== DATA TO PROCESS ==
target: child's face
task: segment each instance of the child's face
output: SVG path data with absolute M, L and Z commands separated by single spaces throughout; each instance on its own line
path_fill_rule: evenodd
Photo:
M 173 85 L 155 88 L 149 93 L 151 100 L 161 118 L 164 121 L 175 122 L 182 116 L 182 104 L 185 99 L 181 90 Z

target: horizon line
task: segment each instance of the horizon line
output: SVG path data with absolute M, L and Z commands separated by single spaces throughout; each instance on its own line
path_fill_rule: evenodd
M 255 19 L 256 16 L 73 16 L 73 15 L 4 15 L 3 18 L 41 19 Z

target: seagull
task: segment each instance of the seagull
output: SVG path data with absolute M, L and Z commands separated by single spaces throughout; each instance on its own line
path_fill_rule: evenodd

--

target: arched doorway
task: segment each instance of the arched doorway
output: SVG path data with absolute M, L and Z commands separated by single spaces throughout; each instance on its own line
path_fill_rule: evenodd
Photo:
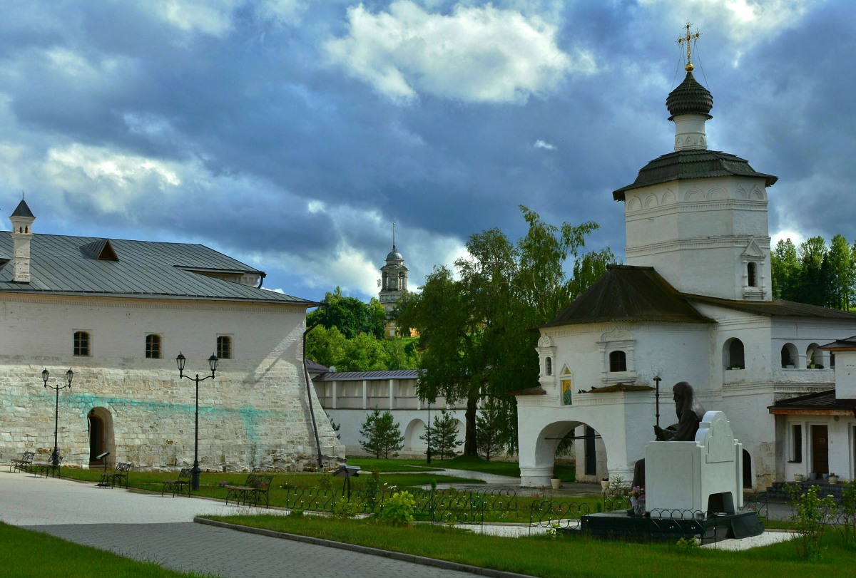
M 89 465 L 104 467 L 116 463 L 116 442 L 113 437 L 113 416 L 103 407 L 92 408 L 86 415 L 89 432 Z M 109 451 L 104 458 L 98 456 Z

==

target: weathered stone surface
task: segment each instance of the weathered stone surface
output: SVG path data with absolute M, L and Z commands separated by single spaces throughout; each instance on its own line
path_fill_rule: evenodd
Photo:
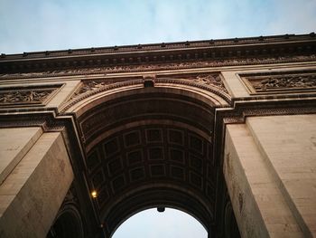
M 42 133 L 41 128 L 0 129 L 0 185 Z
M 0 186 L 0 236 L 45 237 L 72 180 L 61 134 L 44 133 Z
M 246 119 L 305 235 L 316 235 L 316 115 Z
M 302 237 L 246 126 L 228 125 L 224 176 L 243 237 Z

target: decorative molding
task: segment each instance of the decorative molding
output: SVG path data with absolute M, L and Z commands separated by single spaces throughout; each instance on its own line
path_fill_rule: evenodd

== THE TASK ==
Return every line of the listing that contains the string "target".

== FULL ANSWER ==
target: child's face
target: horizon line
target: seagull
target: arched doorway
target: weathered stone surface
target: decorative molding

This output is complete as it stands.